* [Given problem]
Copy out each of the records below word for word.

* [Records provided]
#####

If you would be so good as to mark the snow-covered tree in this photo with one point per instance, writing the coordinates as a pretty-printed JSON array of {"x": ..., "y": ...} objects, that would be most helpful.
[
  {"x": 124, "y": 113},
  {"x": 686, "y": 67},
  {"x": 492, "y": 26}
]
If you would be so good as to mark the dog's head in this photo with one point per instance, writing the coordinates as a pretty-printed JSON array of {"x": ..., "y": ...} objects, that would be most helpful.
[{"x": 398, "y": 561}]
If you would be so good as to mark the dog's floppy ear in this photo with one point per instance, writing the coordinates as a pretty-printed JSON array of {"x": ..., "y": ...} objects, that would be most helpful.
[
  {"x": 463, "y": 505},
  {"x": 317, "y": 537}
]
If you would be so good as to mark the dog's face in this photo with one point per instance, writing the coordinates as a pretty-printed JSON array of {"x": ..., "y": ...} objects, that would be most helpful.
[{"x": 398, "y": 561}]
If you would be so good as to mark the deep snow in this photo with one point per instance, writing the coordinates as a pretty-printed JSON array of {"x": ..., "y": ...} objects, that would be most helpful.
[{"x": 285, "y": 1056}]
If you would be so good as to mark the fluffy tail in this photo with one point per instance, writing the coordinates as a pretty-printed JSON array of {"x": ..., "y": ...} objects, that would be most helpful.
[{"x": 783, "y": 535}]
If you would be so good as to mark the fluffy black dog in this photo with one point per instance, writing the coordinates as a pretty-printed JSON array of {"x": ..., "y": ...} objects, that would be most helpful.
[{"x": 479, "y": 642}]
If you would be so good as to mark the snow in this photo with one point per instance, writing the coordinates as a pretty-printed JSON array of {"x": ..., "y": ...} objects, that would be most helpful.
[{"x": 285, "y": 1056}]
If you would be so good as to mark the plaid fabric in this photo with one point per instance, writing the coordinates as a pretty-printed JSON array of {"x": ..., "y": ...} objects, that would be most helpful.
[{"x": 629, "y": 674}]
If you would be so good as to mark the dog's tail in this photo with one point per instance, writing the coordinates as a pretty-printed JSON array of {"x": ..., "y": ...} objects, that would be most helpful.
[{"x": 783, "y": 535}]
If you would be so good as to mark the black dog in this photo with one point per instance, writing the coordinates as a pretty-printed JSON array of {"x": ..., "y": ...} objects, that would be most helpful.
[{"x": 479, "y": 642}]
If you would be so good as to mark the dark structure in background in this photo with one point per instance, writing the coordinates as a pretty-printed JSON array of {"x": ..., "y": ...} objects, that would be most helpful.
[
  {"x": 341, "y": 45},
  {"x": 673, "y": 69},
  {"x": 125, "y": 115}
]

#####

* [Full output]
If you would be so good as to mark the snow-covered tree in this photo with one point per instance, writing the coordinates as a pretty-printed JSON array of {"x": ..., "y": ...} objects, that would be most helpful.
[
  {"x": 124, "y": 113},
  {"x": 686, "y": 67},
  {"x": 492, "y": 26}
]
If you would be so good as to mark the dog's head in this photo with one point per instance, writing the coordinates as a pretty-printed JSON array of {"x": ..., "y": ...} objects, that would be most helpful.
[{"x": 398, "y": 561}]
If you would be so good as to mark the dog's floppy ear in this photo with one point per instance, writing the coordinates as a pretty-printed JSON array of {"x": ..., "y": ...} objects, that would be most helpful.
[
  {"x": 463, "y": 505},
  {"x": 317, "y": 537}
]
If you would be so good as to mark the dog's face in this photo with one point per instance, writing the coordinates as a pretty-printed JSON array of {"x": ..., "y": ...} objects, that would be most helpful.
[{"x": 398, "y": 561}]
If you would be so good as to mark the deep snow in this photo with one point per instance, writing the coordinates as a pretty-printed JSON array of {"x": ..., "y": ...} objects, that would be most helpful.
[{"x": 285, "y": 1056}]
If you would be so good as to mark the fluffy tail in this photo with one point per instance, writing the coordinates as a pretty-printed JSON array of {"x": ..., "y": ...} objects, that would be most helpful.
[{"x": 783, "y": 535}]
If you would be so good as to mark the fluffy black dog in this photo with one point per instance, writing the coordinates as a pretty-printed JSON array of {"x": ..., "y": ...} objects, that would be most helpful.
[{"x": 479, "y": 642}]
If you would be so good as to mark the snow in this photo with one point per instance, writing the coordinates as a pretty-printed JSON array of {"x": ..., "y": ...} objects, that would be most helpful.
[{"x": 285, "y": 1056}]
If you would be so good as to mark the plaid fabric in this photo with one point per instance, writing the coordinates as a pretty-printed JSON array of {"x": ..., "y": ...} objects, that would be most helpful.
[{"x": 629, "y": 674}]
If you would be so good as to mark the dog's tail in this photo with one point per instance, writing the coordinates as a pretty-printed JSON array of {"x": ..., "y": ...} objects, that would be most helpful.
[{"x": 783, "y": 535}]
If you would be so good as to mark the black dog in this photo with one point per instance, writing the coordinates as a pretty-printed JSON array of {"x": ..., "y": ...} objects, that would be most helpful.
[{"x": 479, "y": 642}]
If you would be so good as to mark the dark structure in background in this photo with one point per instance, writing the coordinates as a pretty-printed JSON array of {"x": ..., "y": ...} objects, that would be most helpful.
[
  {"x": 341, "y": 45},
  {"x": 673, "y": 69},
  {"x": 125, "y": 115}
]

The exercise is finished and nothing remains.